Everything from the line containing "indicate the lake, one dot per instance" through the last line of the material below is to be copied exactly, ends included.
----
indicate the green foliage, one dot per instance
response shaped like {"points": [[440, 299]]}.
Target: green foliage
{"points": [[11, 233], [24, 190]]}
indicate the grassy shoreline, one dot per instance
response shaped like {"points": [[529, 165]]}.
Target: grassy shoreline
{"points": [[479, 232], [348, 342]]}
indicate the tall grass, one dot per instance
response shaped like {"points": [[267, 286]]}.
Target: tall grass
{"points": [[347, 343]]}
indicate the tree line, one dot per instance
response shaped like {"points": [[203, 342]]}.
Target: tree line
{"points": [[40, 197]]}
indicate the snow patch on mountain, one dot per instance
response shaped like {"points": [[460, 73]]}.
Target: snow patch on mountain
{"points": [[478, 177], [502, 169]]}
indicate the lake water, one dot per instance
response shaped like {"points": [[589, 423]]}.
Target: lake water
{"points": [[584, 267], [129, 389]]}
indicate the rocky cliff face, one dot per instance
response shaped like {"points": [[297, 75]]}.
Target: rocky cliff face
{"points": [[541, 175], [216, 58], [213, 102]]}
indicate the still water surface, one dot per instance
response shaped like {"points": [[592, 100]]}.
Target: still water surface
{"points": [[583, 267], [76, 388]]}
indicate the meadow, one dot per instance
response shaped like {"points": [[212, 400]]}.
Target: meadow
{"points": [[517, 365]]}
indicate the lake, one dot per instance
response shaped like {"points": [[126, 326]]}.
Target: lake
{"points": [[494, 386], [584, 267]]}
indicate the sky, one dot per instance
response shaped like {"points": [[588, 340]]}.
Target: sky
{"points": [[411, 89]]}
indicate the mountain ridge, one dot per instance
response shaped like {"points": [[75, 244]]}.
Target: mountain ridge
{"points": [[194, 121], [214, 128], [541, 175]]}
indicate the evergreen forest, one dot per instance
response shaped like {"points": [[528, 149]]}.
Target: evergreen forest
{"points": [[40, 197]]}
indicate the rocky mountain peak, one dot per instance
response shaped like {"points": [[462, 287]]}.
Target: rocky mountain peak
----
§ ANSWER TO THE EXERCISE:
indicate the lake, one dot per instance
response shaped like {"points": [[126, 326]]}.
Target: lake
{"points": [[494, 386], [584, 267]]}
indicate the sky, one dot per instance
response shaped like {"points": [[588, 340]]}.
Target: sky
{"points": [[411, 89]]}
indicate the mountain ridge, one dot per instance
response shaped like {"points": [[75, 244]]}.
Target: mountain ridge
{"points": [[194, 121], [214, 128], [541, 175]]}
indicate the evergreen forest, one dot per instance
response shaped like {"points": [[528, 149]]}.
Target: evergreen forest
{"points": [[40, 197]]}
indicate the rocky mountain peak, one dot per instance
response shaped like {"points": [[462, 287]]}.
Target: rocky mountain peak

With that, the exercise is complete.